* BEGIN Text excerpt *

In lieu of an abstract, here is a brief excerpt of the content:

Reviewed by:
  • Imagining the Passion in a Multiconfessional Castile: The Virgin, Christ, Devotions, and Images in the Fourteenth and Fifteenth Centuries by Cynthia Robinson
  • David A. Wacks
robinson, cynthia. Imagining the Passion in a Multiconfessional Castile: The Virgin, Christ, Devotions, and Images in the Fourteenth and Fifteenth Centuries. University Park: Pennsylvania State UP, 2013. 520 pp.

In this book Robinson argues, forcefully, exhaustively, and magisterially, that Castilian representations of the Passion in the first half of the fifteenth century centered less on the somatic details of Jesus’s suffering and torment and more on an abstract understanding of the significance of his sacrifice. Castilians’ experience of the Passion in liturgical and devotional settings differed from that of their counterparts elsewhere in Latin Christendom because in Castile the audience of such representations often included Jews, Muslims, and recent converts to Christianity for whom the strong emphasis on Christ’s humanity, typical of Western representations of the Passion, was problematic, if not offensive. According to Robinson, the culture of the Passion in Castile was largely determined by the missionizing, polemic nature of Christianity in Castile, often engaged in religious arguments with Jews and Muslims which facilitated the exchange of ideas about revelation and the nature of the relationship between the human and the divine. In order to make Christianity more appealing to Jews and Muslims (or to newer Christians who required a little extra convincing), Castilian churchmen made Christianity look a bit more like Islam and Judaism.

Robinson’s thesis is very much in line with current thinking about medieval Castilian culture in general. Historians and literary scholars have long noted Castile’s exceptionality in medieval Europe for the fact of the centuries-long military and diplomatic engagement with Andalusi Muslim polities and cultural production. Robinson’s intervention is the first major study to make similar arguments for Castilian devotional culture.

* END Text excerpt *
* BEGIN Excerpted data *

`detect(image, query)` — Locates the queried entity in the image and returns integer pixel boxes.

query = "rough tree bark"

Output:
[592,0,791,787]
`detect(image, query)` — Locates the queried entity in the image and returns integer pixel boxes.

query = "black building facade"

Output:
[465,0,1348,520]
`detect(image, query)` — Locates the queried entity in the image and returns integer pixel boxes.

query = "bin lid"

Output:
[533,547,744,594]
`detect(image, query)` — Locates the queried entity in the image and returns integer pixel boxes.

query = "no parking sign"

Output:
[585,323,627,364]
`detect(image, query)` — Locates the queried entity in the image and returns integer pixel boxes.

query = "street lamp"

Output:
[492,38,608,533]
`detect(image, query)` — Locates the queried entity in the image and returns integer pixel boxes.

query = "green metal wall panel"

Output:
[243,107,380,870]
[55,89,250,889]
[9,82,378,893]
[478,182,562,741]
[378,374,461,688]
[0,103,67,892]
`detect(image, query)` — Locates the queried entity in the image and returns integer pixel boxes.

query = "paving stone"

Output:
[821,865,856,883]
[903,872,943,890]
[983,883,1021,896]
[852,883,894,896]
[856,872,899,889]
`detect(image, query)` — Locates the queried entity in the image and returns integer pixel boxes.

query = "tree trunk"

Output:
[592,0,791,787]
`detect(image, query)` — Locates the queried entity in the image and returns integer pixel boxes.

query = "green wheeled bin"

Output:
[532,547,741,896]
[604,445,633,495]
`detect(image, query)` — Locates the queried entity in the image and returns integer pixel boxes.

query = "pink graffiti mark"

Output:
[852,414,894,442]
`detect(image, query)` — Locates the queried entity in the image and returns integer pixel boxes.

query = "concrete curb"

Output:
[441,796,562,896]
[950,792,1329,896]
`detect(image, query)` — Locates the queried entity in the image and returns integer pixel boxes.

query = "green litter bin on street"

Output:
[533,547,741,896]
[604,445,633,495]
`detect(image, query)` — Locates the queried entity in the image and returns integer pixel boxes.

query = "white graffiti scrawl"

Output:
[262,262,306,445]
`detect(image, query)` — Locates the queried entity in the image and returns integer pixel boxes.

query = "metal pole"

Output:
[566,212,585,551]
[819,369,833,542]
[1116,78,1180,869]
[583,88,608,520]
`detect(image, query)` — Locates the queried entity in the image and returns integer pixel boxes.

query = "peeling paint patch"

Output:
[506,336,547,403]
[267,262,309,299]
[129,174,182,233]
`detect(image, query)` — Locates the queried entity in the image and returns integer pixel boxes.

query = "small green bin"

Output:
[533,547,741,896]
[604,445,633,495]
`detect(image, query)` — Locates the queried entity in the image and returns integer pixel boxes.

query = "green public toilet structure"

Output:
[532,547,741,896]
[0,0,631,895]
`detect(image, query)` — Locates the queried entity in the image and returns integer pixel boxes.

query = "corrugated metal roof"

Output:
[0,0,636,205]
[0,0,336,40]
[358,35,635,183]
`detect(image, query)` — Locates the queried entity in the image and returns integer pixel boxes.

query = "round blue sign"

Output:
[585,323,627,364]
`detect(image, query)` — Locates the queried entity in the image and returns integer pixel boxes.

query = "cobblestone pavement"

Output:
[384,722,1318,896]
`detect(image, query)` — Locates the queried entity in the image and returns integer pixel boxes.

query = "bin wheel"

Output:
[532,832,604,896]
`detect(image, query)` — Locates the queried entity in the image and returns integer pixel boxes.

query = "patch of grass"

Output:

* END Excerpted data *

List of tasks:
(A) Answer these questions using the book review:
(i) Which press published the book, and in what year?
(ii) Besides Jews and Muslims, who else often made up the audience of Passion representations in Castile?
(iii) What does the reviewer say Robinson's intervention is the first major study to do?
(B) Please write out everything in the book review from "Robinson’s thesis is" down to "Castilian devotional culture.".
The data has nothing to do with the book review.

Outputs for the tasks:
(A)
(i) Pennsylvania State UP, 2013.
(ii) Recent converts to Christianity.
(iii) It is the first major study to make similar arguments for Castilian devotional culture.

(B)
Robinson’s thesis is very much in line with current thinking about medieval Castilian culture in general. Historians and literary scholars have long noted Castile’s exceptionality in medieval Europe for the fact of the centuries-long military and diplomatic engagement with Andalusi Muslim polities and cultural production. Robinson’s intervention is the first major study to make similar arguments for Castilian devotional culture.